Moderation of the Relation of County-Level Cost of Living to Nutrition by the Supplemental Nutrition Assistance Program.

Auteur(s) :
Basu S., Wimer C., Seligman HK.
Date :
Nov, 2016
Source(s) :
American journal of public health. #106:11 p2064-2070
Adresse :
Sanjay Basu is with the Department of Medicine at Stanford University, Palo Alto, CA. Christopher Wimer is with the Center on Poverty and Social Policy, Columbia University, New York, NY. Hilary Seligman is with the University of California San Francisco's Center for Vulnerable Populations, San Francisco General Hospital, San Francisco, CA.

Sommaire de l'article

To examine the association of county-level cost of living with nutrition among low-income Americans.

We used the National Household Food Acquisition and Purchase Survey (2012-2013; n = 14 313; including 5414 persons in households participating in the Supplemental Nutrition Assistance Program [SNAP]) to examine associations between county-level cost-of-living metrics and both food acquisitions and the Healthy Eating Index, with control for individual-, household-, and county-level covariates and accounting for unmeasured confounders influencing both area of living and food acquisition.

**TASK**
Extend the study summary on county-level cost of living and SNAP past its final sentence. The listing that follows this text plays no part in the work here.

**PROVIDED INFORMATION**
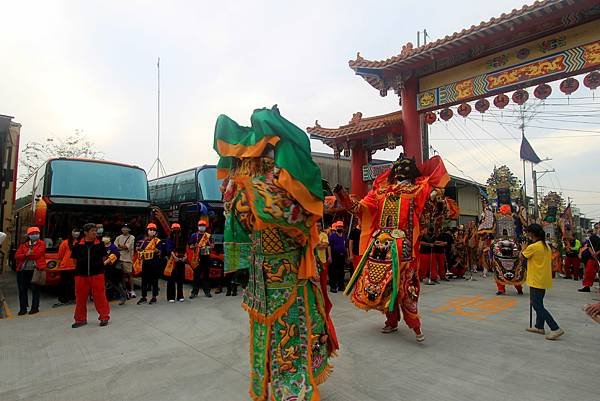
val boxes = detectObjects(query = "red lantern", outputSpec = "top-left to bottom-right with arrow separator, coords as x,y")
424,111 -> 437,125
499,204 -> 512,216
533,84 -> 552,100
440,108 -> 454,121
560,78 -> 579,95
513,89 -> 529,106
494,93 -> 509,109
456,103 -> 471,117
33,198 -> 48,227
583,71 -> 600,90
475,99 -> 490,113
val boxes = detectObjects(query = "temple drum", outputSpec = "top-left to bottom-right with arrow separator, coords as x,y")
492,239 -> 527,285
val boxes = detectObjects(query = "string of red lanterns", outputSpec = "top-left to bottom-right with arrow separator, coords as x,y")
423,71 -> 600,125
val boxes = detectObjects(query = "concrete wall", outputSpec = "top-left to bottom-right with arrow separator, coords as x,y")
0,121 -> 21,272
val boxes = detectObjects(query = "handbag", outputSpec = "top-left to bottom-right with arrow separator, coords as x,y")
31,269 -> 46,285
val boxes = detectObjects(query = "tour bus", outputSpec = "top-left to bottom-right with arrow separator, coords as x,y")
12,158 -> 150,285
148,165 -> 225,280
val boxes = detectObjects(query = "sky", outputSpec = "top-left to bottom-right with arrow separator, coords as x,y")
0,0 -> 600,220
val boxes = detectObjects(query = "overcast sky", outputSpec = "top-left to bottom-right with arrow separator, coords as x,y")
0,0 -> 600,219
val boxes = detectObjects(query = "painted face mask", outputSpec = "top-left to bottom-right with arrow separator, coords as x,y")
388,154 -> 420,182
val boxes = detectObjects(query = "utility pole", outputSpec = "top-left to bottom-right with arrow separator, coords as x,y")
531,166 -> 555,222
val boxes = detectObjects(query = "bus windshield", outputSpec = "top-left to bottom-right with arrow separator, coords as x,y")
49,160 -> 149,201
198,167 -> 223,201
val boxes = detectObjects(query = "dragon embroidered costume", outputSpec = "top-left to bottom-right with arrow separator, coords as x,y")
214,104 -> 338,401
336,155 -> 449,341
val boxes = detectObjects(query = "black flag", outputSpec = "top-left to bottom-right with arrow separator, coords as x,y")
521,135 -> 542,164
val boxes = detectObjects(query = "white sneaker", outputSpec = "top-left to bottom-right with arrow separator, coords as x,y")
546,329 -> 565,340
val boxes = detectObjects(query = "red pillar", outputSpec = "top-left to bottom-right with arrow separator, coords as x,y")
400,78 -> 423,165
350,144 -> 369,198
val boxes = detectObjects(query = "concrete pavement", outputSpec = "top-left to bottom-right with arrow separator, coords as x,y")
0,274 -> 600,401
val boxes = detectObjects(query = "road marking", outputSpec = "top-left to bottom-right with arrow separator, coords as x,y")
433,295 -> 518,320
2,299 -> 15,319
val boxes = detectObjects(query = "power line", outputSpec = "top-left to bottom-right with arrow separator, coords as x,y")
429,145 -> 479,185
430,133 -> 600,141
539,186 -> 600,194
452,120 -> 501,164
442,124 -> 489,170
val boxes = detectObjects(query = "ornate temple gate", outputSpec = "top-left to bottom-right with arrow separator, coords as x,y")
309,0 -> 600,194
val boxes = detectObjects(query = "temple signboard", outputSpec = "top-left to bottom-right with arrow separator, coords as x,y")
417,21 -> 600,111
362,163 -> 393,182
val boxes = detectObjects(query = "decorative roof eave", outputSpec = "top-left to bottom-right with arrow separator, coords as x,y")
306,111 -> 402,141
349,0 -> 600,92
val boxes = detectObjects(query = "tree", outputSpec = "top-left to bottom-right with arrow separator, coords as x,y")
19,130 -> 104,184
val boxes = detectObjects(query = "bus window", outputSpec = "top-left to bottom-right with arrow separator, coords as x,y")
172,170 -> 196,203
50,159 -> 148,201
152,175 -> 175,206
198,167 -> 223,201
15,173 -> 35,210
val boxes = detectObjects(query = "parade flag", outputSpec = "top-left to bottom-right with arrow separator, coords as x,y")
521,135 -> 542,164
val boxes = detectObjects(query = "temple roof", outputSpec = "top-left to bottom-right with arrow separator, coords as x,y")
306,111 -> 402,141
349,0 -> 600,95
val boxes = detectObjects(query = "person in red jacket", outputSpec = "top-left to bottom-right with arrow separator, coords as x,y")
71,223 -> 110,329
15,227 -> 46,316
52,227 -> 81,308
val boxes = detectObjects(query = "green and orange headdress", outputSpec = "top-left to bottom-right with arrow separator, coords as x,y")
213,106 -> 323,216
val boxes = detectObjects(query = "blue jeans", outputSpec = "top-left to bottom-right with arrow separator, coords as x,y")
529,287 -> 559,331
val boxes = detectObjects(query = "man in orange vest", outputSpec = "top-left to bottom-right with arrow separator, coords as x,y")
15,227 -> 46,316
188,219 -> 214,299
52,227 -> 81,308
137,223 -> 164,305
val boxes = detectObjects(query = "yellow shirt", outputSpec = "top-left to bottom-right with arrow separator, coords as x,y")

**RESPONSE FOR THIS EXERCISE**
Living in a higher-cost county-particularly one with high rent costs-was associated with significantly lower volume of acquired vegetables, fruits, and whole grains; greater volume of acquired refined grains, fats and oils, and added sugars; and an 11% lower Healthy Eating Index score. Participation in SNAP was associated with nutritional improvements among persons living in higher-cost counties.

Living in a higher-cost county (particularly with high rent costs) is associated with poorer nutrition among low-income Americans, and SNAP may mitigate the negative nutritional impact of high cost of living.